Excerpted text:

--

Analysis of Venetian Encrypted Documents – Final Report


Encryption is the process of hiding the original content (or semantics) of data from an initial observer. It is one of the two fundamental processes (the other being decryption) in the field of cryptography which can described as the study and the practice of securing communications against adversaries. In Venice, between 15.-19. centuries, the ambassadors encrypted their communications with contacts from other cities such as London, Paris and Istanbul. The aim of this project is to make progress towards the decryption of such documents.

In this paper, we show our findings relating to a system which can be used as the pre-processing sub-module of a textual recognition module for handwritten diplomatic exchanges. Our input consists of 72 scanned documents, all in handwriting and 16. century Venetian. In the following section, we detail our progresses in a multitude of aspects: image cropping, global noise removal, regional black-white quantization, artifact elimination, line separation. Parallel to these, we also made progresses with manual transcription.

--

Provided data:

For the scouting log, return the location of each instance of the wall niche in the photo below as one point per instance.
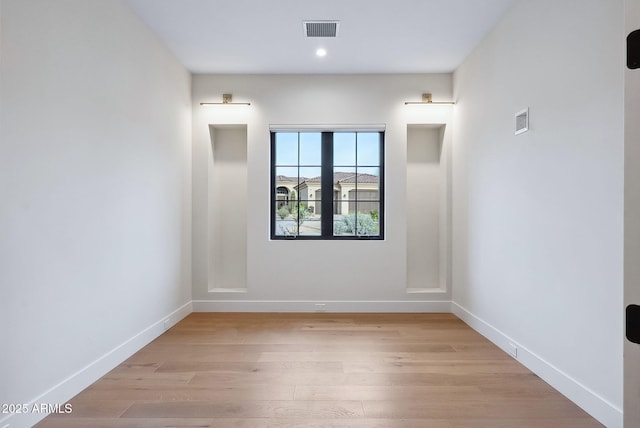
(428, 213)
(228, 209)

--

Problems and tasks:
A. In the Venetian encryption report, how many scanned documents make up the input?
B. List each aspect of progress that the Venetian encryption report names in the sentence beginning "In the following section".
The lines come from a source separate from the Venetian encryption report.

Per-task outputs:
A. 72

B. Image cropping, global noise removal, regional black-white quantization, artifact elimination, line separation